### ВОПРОСЫ И ЗАДАНИЯ
A) Извлеките из фрагмента о Пушкине отрывок: начните со слов «Aemulatio в лирике» и закончите словами «субъект и объект).».
B) Почему, согласно фрагменту о Пушкине, кастрационный психотип, достигая максимума, соперничает не с отдельной художественной индивидуальностью?
C) Допишите фрагмент о Пушкине: что могло бы следовать за его последним предложением?

Aemulatio встречается, конечно же, не только в кастрационной культуре. Однако романтизм — единственная, по всей видимости, система, где aemulatio может быть чем-то большим, нежели результатом конкуренции одной индивидуальности с другой, где старание превзойти наличную литературу приобретает всеобъемлющий размах и ведет художника к конструированию метасистемы, надстраивающейся над, в принципе, всеми частными проявлениями романтического творчества. Кастрационный психотип находится и не находится в пределах своего пола, и потому, достигая максимума, как это наблюдается у Пушкина, он соперничает не с отдельной иной художественной индивидуальностью — он оказывается внутри и вне надындивидуальной эстетической системы, к которой принадлежит. Именно кастрационная интертекстуальность, доведенная до логического завершения, перешагнувшая тот порог, за которым начинается метаромантизм, создавшая неповторимую в дальнейших психодиахронических обстоятельствах поэтическую подсистему, эквивалентную развертывавшейся в данный момент системе лирики в целом, обеспечила Пушкину у последующих поколений русских писателей и читателей репутацию недосягаемого образца.
8.2. Усовершенствуя источники, Пушкин регулярно расширяет объем той действительности, которую моделировали его предшественники, и обычно (но не всегда) усложняет также интенсиональное содержание чужих текстов (констатированные в них связи между изображаемыми предметами). Нас будут интересовать экстенсиональные преобразования.
Адресуясь к А. П. Керн, Пушкин присовокупляет к ситуации из дельвиговского стихотворения «появление женщины как жизнь» еще одну — «исчезновение женщины как (почти) смерть». В «Бесах» негативно-конечный мир Вяземского сменяется образом негативно-бесконечной вселенной. Сходным способом Пушкин растягивает смысловые объемы, с которыми имели дело источники, и в других, проанализированных выше, стихотворениях. Хотя и в пушкинском, и в веневитиновском «Поэтах» действительность одинаково состоит из двух областей — сакральной и мирской, так что о разности в охвате мира применительно к этим текстам как будто не приходится говорить, тем не менее творческая личность у Пушкина, будучи сопричастной как священному, так и профанному, обладает большим объемом значения, нежели герой Веневитинова, принадлежащий только к первой из этих сфер. Стихотворение «Брожу ли я вдоль улиц шумных…», констатируя конечность индивидуального бытия, противопоставляет ему материализованную вечность (природу, род), т. е. признает возможность полного преодоления смерти индивида; между тем в послании Кюхельбекера «К Пушкину», где у персональной жизни нет альтернативы, победа над смертью выступает в качестве временной. Наконец, в пушкинской «Элегии» субъект и его объекты сосуществуют, пусть и ненадолго, тогда как в элегиях Баратынского субъект лишен связи с объектами.
Aemulatio в лирике Пушкина имеет инвариантное (экстенсиональное) содержание: Пушкин всегда дополняет какой-либо смысловой объем, явленный в источнике, до универсального в данном случае объема (появление женщины = жизнь → появление женщины = жизнь, исчезновение женщины = смерть; конечное пространство → бесконечное; сакральное или мирское → сакральное и мирское; индивидуальное бытие во времени → индивидуальное и надындивидуальное бытие; субъект → субъект и объект).

### ИСХОДНЫЕ ДАННЫЕ
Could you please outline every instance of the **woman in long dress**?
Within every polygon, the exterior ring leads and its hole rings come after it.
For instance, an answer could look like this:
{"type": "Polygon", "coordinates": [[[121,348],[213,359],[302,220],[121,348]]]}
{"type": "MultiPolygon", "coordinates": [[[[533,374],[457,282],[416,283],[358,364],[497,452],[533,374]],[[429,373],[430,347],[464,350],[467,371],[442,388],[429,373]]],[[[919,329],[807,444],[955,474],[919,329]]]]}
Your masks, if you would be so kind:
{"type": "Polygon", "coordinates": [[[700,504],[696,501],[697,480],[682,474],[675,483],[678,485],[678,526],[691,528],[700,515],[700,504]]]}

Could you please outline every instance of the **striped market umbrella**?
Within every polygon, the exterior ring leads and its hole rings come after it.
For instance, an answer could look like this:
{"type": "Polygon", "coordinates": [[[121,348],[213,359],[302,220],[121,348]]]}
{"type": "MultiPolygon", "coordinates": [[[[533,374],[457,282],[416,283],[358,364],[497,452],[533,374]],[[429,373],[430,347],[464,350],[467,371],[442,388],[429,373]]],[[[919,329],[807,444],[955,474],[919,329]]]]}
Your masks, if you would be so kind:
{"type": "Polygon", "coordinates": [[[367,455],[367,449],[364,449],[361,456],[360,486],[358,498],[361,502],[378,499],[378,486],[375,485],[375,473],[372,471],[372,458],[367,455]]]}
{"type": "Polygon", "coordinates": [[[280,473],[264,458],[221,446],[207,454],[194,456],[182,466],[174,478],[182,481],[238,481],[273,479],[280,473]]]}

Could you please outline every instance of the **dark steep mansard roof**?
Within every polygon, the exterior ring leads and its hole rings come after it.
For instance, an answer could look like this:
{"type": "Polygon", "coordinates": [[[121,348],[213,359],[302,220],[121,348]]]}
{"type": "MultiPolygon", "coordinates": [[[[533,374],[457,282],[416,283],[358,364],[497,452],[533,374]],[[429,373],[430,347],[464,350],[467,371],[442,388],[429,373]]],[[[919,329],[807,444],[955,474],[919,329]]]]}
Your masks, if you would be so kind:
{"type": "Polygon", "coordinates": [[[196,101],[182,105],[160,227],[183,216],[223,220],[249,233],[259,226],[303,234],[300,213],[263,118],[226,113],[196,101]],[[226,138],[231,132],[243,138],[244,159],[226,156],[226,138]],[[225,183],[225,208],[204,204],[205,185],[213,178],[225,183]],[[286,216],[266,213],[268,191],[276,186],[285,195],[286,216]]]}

### ОТВЕТЫ НА ЗАДАНИЯ
A)
Aemulatio в лирике Пушкина имеет инвариантное (экстенсиональное) содержание: Пушкин всегда дополняет какой-либо смысловой объем, явленный в источнике, до универсального в данном случае объема (появление женщины = жизнь → появление женщины = жизнь, исчезновение женщины = смерть; конечное пространство → бесконечное; сакральное или мирское → сакральное и мирское; индивидуальное бытие во времени → индивидуальное и надындивидуальное бытие; субъект → субъект и объект).

B) Кастрационный психотип одновременно находится и не находится в пределах своего пола. Поэтому он оказывается и внутри, и вне надындивидуальной эстетической системы, к которой принадлежит.

C)
Будучи альтернативой альтернативам, пушкинская поэзия нацелена на то, чтобы обнять всё сущее.
1.1.1. Кастрационный характер не исчерпывается теми свойствами, которые мы уже назвали. Одна из его дальнейших черт определяется тем, что он не имел бы значения, если бы свое (собственный половой признак личности) не было бы для него чужим (отторгаемым, отчуждаемым).
Носитель кастрационного синдрома вынужден мыслить свое, данное органам чувств, имманентное как получающее смысл в отношении к чужому, инобытийному, трансцендентному. В этом пункте кастрационная личность отчасти совпадает с такими характерами, как истерический (истерик не знает, где кончается свое и начинается чужое) или шизоидный (шизоид всецело переживает себя в Другом).
Названной группе характеров противостоит такое семейство психотипов, для которого чужое оказывается значимым лишь в зависимости от своего. Сюда относится, например, эдипальная личность, желающая заместить собой другого, находящегося в более сильной, чем она сама, позиции. В этот же класс входит садист, делающий объект зависимым от субъекта.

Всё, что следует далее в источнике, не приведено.